(Problem to work on) Lay out the lines below as a numbered list, omitting any blank lines and leaving out the pictures.

++++ Record set ++++

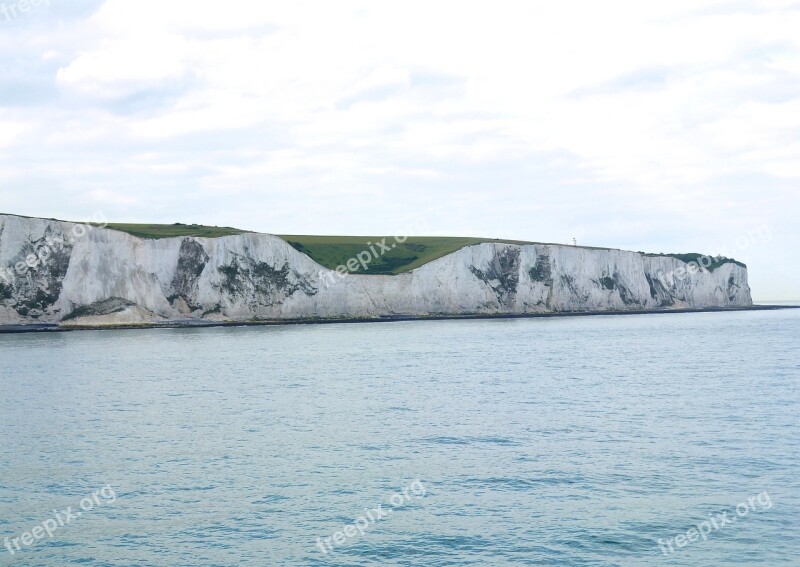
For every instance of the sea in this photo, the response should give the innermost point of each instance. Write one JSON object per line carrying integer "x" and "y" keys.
{"x": 654, "y": 439}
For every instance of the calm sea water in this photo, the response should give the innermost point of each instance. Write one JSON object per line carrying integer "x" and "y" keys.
{"x": 568, "y": 441}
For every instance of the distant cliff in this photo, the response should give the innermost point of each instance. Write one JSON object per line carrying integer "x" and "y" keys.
{"x": 53, "y": 271}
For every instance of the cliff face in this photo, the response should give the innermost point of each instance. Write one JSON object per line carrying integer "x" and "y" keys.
{"x": 109, "y": 277}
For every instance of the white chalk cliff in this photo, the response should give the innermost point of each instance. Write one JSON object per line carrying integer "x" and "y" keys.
{"x": 110, "y": 277}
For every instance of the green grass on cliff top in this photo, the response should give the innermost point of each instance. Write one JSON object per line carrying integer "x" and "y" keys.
{"x": 334, "y": 251}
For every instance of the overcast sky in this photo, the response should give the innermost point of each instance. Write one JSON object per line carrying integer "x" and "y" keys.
{"x": 658, "y": 126}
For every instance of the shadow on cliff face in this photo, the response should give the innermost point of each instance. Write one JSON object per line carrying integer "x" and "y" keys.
{"x": 259, "y": 284}
{"x": 502, "y": 274}
{"x": 33, "y": 292}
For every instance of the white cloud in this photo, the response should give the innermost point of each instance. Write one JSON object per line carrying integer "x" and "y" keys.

++++

(Completed task)
1. For every instance of the sea in this photo, the response should give the innermost point of each instance. Write one JSON object per line carrying integer "x" and "y" keys.
2. {"x": 654, "y": 439}
3. For every instance of the calm sea water in this photo, the response should give the innermost point of each instance. Write one JSON object per line carrying integer "x" and "y" keys.
4. {"x": 568, "y": 441}
5. For every instance of the distant cliff in this photo, the response should give the innermost point of each instance. Write one JSON object per line carrying integer "x" and "y" keys.
6. {"x": 53, "y": 271}
7. For every instance of the cliff face in this photo, the response should give the innermost point of each instance. Write one JSON object per line carrying integer "x" and "y" keys.
8. {"x": 109, "y": 277}
9. For every instance of the white chalk cliff in this photo, the response should give the innermost point of each instance. Write one JSON object per line carrying integer "x" and "y" keys.
10. {"x": 110, "y": 277}
11. For every instance of the green grass on cliff top in this photo, the response should give the innermost point of each instance. Write one JSON object per line carrying integer "x" and "y" keys.
12. {"x": 334, "y": 251}
13. For every instance of the overcast sky in this photo, the response should give the innermost point of each instance. Write one JSON object per line carrying integer "x" and "y" keys.
14. {"x": 658, "y": 126}
15. For every instance of the shadow on cliff face in this photo, the response should give the innermost point of each instance. Write one JSON object per line carrying integer "x" and "y" keys.
16. {"x": 259, "y": 284}
17. {"x": 502, "y": 274}
18. {"x": 33, "y": 292}
19. For every instance of the white cloud in this photo, the response should give the innermost point of each instance. Write one JSON object per line carrying integer "x" and "y" keys.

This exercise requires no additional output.